* Page text:
--- begin ---

I saw that.  Haji's don't be liking America. This was his motive, not blacks. They have been used once again.


----------



## marknga (Aug 29, 2016)

Now after further consideration I have decided to not pay it no mind. Wish the public and media would also. He wants attention so lets don't give it to him.
Heck you want to sit? Sit. You want to whine? Whine. Whatever. You ain't worthy of my time. I could care less. 
You get paid to play football for a team I could care less about. I have zero use for him. As a player or a citizen. 
Carry on..... Dawgs play Saturday and bow season the next Saturday. 
Important stuff to be worried about.


----------



## dixiecutter (Aug 29, 2016)

typical punk move. whats sad is, his teammates didnt snatch him up


----------



## toyota4x4h (Aug 29, 2016)

Did yall read what he said about Hillary? Prolly not as the media is biased. He said she should be in jail as any other person who did what she did would be. The media runs with his standing up for intolerance but leaves out the part that hes anti Clinton hmmm


----------



## Jeff C. (Aug 29, 2016)

Bye then.


----------



## Twiggbuster (Aug 29, 2016)

There's a recent photo out- looks just like one of the ISIS JV team players. Just saying--


----------



## model88_308 (Aug 29, 2016)

marknga said:


> Now after further consideration I have decided to not pay it no mind. Wish the public and media would also. He wants attention so lets don't give it to him.
> Heck you want to sit? Sit. You want to whine? Whine. Whatever. You ain't worthy of my time. I could care less.
> You get paid to play football for a team I could care less about. I have zero use for him. As a player or a citizen.
> Carry on..... Dawgs play Saturday and bow season the next Saturday.
> Important stuff to be worried about.



I'm thinking you're right. 12 big ones to sit on the bench after he sits during the NA hurts me, but then I remember all those other "things" that happened while I was working my military life.

He's a loser, an ingrate and someone who never had to bust their Butt for anything. (Rich parents, private schools and now 12 million in pay)

Loser, loser, loser. Let him live his new "enlightened" life alone and her y, very lonely.

He made a comment about how had had folks supporting his stance and saying so to him. MY immediate response; did any of them have jobs??


----------



## Patriot44 (Aug 29, 2016)

The good news is that a mystery has be solved. We now know why his mother and father* put him up for adoption. 

* May or may NOT be known.


----------



## RacinNut (Aug 29, 2016)

We might have a Danica, we might have all kinds of silly rules to race by, we might have some races that are not as good as some, all the cars might be the same, we might have PC drivers that all they say is NASCARspeak, our drivers make $9 mil or more a year, they race 36 times a year all over the country, but we say a prayer, sing a song, and fire um-up for the race.  That's what makes motorsports special.


----------



## dfhooked (Aug 30, 2016)

Quit reading headlines and enjoy life. The news media is ruining everyone before college football kicks off.

--- end ---

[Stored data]
--- begin ---

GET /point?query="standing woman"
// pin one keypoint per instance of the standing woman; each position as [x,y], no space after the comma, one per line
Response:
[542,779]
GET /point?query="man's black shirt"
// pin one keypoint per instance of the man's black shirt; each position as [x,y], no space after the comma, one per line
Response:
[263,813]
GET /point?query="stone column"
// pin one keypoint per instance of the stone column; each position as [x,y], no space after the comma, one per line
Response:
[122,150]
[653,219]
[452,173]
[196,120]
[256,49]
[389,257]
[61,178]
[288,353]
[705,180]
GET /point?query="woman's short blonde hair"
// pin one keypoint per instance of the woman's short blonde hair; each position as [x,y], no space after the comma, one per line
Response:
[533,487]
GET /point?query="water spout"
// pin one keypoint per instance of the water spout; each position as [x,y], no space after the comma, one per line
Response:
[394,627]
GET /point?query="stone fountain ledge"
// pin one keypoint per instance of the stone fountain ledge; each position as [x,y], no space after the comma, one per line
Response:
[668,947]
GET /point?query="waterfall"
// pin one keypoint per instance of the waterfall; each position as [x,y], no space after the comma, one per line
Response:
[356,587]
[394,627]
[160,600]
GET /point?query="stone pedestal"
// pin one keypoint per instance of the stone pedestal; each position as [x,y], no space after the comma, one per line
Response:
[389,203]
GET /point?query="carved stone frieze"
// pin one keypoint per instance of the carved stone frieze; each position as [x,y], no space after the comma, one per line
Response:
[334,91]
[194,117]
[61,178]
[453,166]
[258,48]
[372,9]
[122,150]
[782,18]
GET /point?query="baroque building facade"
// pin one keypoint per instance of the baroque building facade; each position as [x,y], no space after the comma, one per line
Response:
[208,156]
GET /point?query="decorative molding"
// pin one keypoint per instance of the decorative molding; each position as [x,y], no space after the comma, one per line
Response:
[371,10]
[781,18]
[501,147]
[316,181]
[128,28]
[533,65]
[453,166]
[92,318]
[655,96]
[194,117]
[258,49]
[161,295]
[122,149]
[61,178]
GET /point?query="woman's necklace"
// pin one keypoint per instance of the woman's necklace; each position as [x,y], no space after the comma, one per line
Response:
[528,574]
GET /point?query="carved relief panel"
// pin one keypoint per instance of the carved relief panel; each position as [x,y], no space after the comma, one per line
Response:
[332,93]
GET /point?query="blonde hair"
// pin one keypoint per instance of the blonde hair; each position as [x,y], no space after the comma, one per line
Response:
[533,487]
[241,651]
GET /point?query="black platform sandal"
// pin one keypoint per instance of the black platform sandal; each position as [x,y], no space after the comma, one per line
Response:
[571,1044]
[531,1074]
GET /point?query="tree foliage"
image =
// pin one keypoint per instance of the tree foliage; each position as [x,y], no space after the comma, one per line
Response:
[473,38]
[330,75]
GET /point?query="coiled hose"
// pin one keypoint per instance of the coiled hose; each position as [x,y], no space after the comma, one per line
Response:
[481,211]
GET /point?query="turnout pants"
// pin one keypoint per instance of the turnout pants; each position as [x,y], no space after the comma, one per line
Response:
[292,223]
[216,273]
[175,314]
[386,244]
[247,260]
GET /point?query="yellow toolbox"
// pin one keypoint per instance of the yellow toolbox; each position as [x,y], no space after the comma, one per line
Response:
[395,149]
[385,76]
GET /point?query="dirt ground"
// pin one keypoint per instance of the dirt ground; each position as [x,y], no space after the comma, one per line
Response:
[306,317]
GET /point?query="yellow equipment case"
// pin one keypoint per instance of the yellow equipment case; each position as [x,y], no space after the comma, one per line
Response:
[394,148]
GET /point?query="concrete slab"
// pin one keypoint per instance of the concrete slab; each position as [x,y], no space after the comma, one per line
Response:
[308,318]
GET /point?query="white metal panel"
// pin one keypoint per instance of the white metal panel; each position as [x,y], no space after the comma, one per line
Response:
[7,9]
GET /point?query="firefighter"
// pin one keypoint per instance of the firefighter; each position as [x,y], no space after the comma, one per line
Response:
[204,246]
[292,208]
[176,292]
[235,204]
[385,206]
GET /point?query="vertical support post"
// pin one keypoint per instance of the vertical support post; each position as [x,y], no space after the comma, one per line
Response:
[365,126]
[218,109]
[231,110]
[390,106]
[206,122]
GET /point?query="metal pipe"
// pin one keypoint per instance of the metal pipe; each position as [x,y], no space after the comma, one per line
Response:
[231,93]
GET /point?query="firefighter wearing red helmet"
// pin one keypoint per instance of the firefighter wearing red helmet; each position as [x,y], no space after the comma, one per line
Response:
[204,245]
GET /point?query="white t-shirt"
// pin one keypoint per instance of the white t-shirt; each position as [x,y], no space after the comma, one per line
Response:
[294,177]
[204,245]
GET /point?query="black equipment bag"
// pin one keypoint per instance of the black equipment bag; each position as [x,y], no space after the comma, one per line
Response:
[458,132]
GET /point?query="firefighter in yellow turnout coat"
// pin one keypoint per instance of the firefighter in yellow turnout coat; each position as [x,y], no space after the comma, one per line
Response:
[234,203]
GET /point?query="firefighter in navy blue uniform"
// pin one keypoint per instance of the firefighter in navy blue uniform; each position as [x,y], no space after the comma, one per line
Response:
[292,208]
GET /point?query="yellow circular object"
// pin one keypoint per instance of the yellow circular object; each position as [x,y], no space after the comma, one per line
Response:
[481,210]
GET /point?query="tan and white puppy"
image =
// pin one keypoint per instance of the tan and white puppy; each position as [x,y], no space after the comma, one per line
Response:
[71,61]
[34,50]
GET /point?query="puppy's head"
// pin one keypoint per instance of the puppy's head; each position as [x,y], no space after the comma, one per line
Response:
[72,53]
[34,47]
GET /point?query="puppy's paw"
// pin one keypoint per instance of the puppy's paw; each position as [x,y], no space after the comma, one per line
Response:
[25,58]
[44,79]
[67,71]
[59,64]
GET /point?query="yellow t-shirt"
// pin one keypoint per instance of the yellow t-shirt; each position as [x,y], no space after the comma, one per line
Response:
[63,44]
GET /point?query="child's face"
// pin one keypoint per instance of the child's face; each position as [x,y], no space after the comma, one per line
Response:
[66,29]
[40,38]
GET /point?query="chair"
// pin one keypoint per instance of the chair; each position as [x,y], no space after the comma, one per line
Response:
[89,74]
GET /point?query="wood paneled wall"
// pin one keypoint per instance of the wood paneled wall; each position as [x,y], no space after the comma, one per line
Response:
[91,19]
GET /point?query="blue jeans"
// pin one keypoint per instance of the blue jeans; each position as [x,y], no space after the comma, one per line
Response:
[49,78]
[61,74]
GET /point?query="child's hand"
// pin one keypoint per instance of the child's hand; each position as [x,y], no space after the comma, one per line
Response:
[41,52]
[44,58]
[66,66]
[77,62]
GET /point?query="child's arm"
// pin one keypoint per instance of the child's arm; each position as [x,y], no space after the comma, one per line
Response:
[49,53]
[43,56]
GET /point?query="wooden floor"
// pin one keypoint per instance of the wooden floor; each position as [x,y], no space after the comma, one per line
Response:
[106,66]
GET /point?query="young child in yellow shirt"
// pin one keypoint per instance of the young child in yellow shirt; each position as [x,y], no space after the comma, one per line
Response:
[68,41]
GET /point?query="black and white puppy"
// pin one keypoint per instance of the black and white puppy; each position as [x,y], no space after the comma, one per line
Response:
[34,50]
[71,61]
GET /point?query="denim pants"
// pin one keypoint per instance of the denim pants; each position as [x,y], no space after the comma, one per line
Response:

--- end ---

* Tasks to complete:
a) Write out the stretch of the forum thread from "## RacinNut (Aug" through "(Aug 30, 2016)" word for word.
b) Continue the forum thread past its last post.

* Response list:
a)
## RacinNut (Aug 29, 2016)

We might have a Danica, we might have all kinds of silly rules to race by, we might have some races that are not as good as some, all the cars might be the same, we might have PC drivers that all they say is NASCARspeak, our drivers make $9 mil or more a year, they race 36 times a year all over the country, but we say a prayer, sing a song, and fire um-up for the race.  That's what makes motorsports special.


----------



## dfhooked (Aug 30, 2016)

b)
----------



## Gold Ranger (Aug 30, 2016)

RacinNut said:


> We might have a Danica, we might have all kinds of silly rules to race by, we might have some races that are not as good as some, all the cars might be the same, we might have PC drivers that all they say is NASCARspeak, our drivers make $9 mil or more a year, they race 36 times a year all over the country, but we say a prayer, sing a song, and fire um-up for the race. *That's what makes motorsports special.*/QUOTE]
> 
> I prefer my sport be special due to the product on the field.


----------



## mizuno24jad (Aug 30, 2016)

What bothers me the most is that flag is the only reason he can legally decide not to stand and show respect for his country and the many lives lost giving him that freedom, it angers and saddens me that people like him are too stupid to realize that. No matter how bad things are in this country right now I'd still rather be here than anywhere else


----------



## biggdogg (Aug 31, 2016)

He wants to sit for the National Anthem to protest "racial inequality". I wonder if he plans on giving up any of that $19 mil a year to protest income inequality...


----------



## riprap (Aug 31, 2016)

I don't think he was sitting just for the anthem, he didn't want anybody to take his seat when the game started.


----------



## Gold Ranger (Aug 31, 2016)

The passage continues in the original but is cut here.